MATERIAL SUPPLIED:
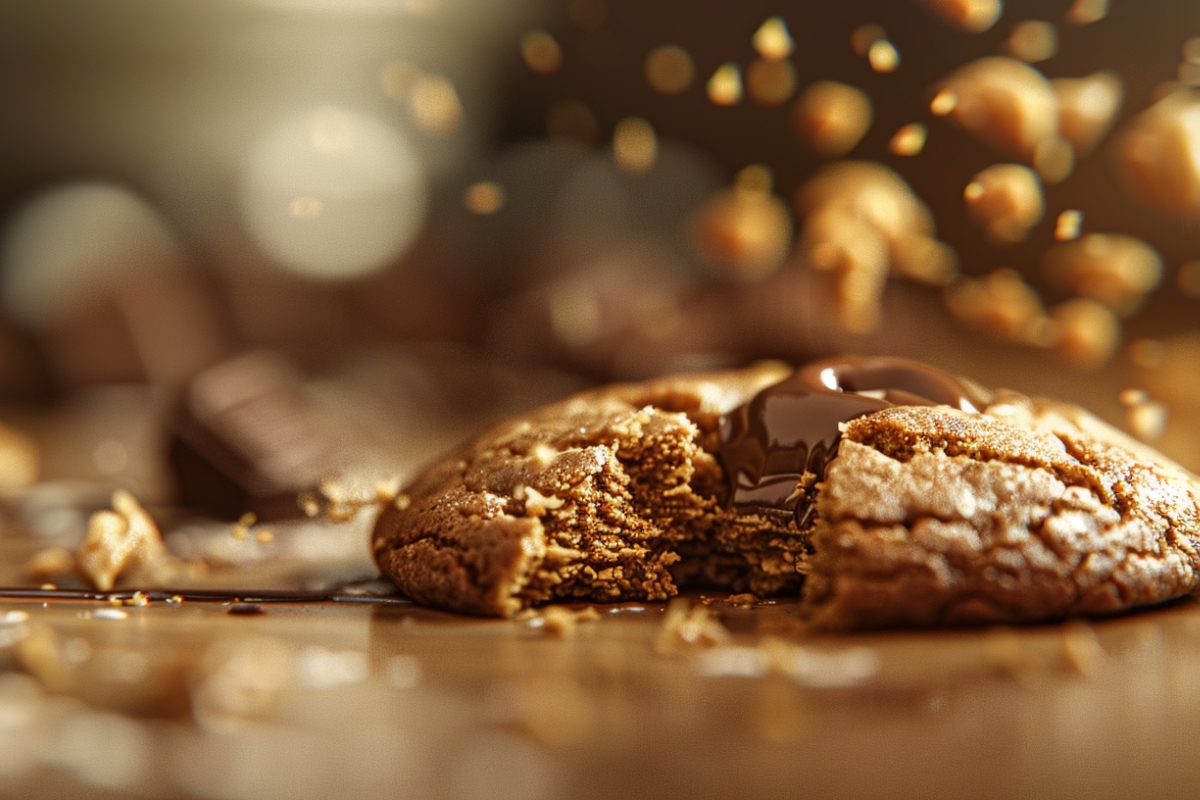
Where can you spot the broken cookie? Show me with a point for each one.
(883, 491)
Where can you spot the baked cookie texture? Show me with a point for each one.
(927, 515)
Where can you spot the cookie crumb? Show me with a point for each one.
(119, 540)
(689, 627)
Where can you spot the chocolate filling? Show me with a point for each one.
(777, 446)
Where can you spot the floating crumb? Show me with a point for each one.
(537, 504)
(689, 627)
(1068, 224)
(558, 620)
(241, 528)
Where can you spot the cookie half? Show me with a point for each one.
(880, 504)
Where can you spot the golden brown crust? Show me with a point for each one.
(1032, 510)
(930, 516)
(588, 498)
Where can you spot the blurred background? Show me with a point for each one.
(253, 251)
(245, 244)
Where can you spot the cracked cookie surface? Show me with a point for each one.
(1024, 510)
(611, 494)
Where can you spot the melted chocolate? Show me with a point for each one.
(778, 444)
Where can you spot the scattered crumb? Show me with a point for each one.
(558, 620)
(689, 627)
(119, 540)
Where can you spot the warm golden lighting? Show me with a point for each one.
(863, 36)
(773, 41)
(484, 198)
(1032, 41)
(1188, 278)
(1085, 334)
(397, 79)
(771, 83)
(1068, 224)
(1001, 305)
(1111, 269)
(1147, 354)
(1158, 154)
(669, 70)
(1054, 160)
(745, 233)
(1084, 12)
(306, 208)
(725, 86)
(588, 14)
(1087, 107)
(754, 178)
(832, 118)
(1006, 202)
(635, 146)
(972, 16)
(435, 103)
(541, 53)
(909, 140)
(1192, 50)
(573, 124)
(1005, 103)
(943, 102)
(883, 56)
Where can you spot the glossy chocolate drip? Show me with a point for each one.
(791, 429)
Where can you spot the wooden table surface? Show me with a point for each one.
(376, 697)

REQUIREMENT:
Would you return the material above exactly, apart from its pictures?

EXERCISE OUTPUT:
Where can you spot the broken cookie? Show me with a point for each one.
(883, 491)
Where can you spot the baked cookie texture? Show me with a point for each one.
(927, 515)
Where can you spot the cookie crumb? Show me with a point for each one.
(119, 540)
(689, 627)
Where can you spot the chocolate filling? Show me with a point for each one.
(777, 446)
Where can you spot the floating crumb? Show me with a point for each one.
(537, 504)
(689, 627)
(1068, 224)
(558, 620)
(241, 528)
Where can you spot the cookie half? Show me with a point for each one.
(880, 504)
Where can you spot the golden brown crust? Show me with a point for each one.
(1032, 510)
(930, 516)
(588, 498)
Where can you spot the blurred background? Show me with a point for each one.
(253, 251)
(245, 244)
Where can you spot the cracked cookie surface? Show me with a point for each one.
(1024, 510)
(611, 494)
Where can you spot the melted chocolate? Show me with a point for each one.
(778, 444)
Where can you spot the scattered crumb? Show me with a point for each one.
(558, 620)
(689, 627)
(119, 540)
Where can you spot the warm golden lighting? Show me with a point for each one.
(863, 36)
(773, 41)
(484, 198)
(1032, 41)
(1188, 278)
(1085, 334)
(397, 79)
(771, 83)
(1068, 224)
(1001, 305)
(1111, 269)
(1147, 354)
(1158, 154)
(669, 70)
(1054, 160)
(745, 233)
(1084, 12)
(306, 208)
(725, 86)
(588, 14)
(1087, 107)
(754, 178)
(832, 118)
(1006, 202)
(635, 146)
(972, 16)
(435, 103)
(541, 53)
(909, 140)
(1192, 50)
(573, 124)
(1005, 103)
(943, 102)
(883, 56)
Where can you spot the glossy chocolate drip? Show me with a point for each one.
(791, 429)
Where can you spot the wooden table surface? Show me with a point for each one.
(376, 697)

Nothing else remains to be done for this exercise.